- **EXERCISE DIRECTIONS**
Line by line, please look for the word "below" in the following records, then copy each line you find it in.

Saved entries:
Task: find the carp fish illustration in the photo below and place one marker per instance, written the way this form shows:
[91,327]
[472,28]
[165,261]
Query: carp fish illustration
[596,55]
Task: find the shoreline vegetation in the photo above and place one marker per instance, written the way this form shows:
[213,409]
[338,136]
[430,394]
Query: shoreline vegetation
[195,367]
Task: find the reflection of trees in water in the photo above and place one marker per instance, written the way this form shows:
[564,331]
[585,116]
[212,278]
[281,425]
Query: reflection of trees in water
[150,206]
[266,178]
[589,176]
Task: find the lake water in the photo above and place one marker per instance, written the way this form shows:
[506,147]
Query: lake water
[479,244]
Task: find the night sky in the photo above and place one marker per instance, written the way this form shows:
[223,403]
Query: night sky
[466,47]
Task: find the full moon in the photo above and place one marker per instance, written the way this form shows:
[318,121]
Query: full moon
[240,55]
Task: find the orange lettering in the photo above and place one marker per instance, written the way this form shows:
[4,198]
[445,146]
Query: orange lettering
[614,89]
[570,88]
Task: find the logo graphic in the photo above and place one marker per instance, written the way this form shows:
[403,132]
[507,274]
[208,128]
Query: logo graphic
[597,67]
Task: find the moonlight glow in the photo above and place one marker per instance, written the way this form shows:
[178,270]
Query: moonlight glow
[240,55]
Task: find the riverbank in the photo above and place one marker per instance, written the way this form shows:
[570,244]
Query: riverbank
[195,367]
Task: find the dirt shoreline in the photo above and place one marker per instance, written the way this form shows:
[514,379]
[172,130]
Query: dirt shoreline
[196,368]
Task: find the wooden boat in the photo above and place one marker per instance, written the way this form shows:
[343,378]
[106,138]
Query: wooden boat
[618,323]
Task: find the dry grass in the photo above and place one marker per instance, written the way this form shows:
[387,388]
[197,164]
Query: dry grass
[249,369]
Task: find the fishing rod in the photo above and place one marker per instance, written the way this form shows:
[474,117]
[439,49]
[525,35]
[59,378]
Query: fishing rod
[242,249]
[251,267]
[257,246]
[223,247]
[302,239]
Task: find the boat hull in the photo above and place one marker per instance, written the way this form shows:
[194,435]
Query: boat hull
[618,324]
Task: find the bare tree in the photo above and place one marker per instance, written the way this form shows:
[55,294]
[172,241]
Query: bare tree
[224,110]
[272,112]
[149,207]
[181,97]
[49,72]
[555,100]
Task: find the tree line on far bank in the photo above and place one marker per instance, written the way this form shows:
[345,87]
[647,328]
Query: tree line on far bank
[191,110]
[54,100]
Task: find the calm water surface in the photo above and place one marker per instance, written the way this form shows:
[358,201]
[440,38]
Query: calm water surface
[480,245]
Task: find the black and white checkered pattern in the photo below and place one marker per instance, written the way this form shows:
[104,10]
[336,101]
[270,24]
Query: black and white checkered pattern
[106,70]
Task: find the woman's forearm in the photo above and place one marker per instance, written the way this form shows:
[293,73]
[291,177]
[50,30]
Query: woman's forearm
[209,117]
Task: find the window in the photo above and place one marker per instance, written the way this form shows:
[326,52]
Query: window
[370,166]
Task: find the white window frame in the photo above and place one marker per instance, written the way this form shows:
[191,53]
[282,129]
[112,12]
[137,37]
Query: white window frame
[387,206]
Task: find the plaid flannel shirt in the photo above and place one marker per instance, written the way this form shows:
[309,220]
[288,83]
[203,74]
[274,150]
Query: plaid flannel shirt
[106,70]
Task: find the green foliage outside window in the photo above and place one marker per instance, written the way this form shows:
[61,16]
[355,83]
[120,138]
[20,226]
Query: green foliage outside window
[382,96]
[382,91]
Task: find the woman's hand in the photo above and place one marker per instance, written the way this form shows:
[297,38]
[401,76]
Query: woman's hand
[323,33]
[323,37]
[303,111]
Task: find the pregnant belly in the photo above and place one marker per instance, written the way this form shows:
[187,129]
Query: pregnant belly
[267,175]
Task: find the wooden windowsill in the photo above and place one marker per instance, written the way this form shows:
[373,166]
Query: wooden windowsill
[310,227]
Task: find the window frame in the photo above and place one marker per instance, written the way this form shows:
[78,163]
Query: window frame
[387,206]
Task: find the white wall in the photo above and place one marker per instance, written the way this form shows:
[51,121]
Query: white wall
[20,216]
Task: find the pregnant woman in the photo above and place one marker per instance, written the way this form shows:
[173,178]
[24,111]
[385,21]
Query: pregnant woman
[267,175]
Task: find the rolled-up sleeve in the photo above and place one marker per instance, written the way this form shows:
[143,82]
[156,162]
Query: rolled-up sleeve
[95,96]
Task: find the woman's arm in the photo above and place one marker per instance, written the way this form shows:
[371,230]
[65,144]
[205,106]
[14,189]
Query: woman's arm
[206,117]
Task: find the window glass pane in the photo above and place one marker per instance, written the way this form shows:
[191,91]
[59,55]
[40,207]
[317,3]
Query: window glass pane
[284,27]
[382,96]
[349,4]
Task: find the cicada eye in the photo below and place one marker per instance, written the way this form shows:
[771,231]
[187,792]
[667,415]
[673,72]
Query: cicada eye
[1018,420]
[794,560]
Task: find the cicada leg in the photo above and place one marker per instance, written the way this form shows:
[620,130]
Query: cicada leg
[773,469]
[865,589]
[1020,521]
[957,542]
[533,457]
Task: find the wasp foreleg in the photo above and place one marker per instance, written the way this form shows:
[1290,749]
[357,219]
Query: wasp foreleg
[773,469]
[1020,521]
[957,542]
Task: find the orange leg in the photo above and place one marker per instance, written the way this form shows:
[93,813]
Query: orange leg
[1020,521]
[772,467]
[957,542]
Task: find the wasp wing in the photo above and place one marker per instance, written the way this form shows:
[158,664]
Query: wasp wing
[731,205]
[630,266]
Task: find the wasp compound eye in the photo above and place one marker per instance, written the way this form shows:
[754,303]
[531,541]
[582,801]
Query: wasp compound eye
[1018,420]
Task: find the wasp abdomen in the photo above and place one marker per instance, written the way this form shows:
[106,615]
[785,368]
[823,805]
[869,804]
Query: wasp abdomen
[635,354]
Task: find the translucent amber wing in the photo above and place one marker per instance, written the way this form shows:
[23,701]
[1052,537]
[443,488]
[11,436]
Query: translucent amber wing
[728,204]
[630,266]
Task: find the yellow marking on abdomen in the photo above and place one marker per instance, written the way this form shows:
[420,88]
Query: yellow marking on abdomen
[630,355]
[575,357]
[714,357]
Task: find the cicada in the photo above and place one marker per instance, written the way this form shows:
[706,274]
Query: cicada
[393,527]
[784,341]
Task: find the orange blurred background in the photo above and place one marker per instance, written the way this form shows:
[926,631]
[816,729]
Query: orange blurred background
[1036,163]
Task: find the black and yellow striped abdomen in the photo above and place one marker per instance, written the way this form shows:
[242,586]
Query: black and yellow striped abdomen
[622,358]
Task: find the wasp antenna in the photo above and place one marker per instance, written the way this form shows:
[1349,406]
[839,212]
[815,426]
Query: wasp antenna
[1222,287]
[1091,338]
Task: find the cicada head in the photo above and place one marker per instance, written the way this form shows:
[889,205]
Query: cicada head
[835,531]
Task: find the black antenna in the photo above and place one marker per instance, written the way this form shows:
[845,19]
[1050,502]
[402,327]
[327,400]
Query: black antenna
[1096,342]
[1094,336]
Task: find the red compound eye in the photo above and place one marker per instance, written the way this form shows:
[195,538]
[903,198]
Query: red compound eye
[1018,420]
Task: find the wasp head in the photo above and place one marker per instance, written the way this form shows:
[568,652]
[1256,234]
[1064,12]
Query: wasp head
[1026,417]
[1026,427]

- **FINAL ANSWER**
Task: find the carp fish illustration in the photo below and place one marker per instance, written the way this form shows:
Task: find the black and white checkered pattern in the photo below and place one marker per instance, written the way this form shows:
Task: find the cicada eye in the photo below and place one marker per instance, written the way this form shows:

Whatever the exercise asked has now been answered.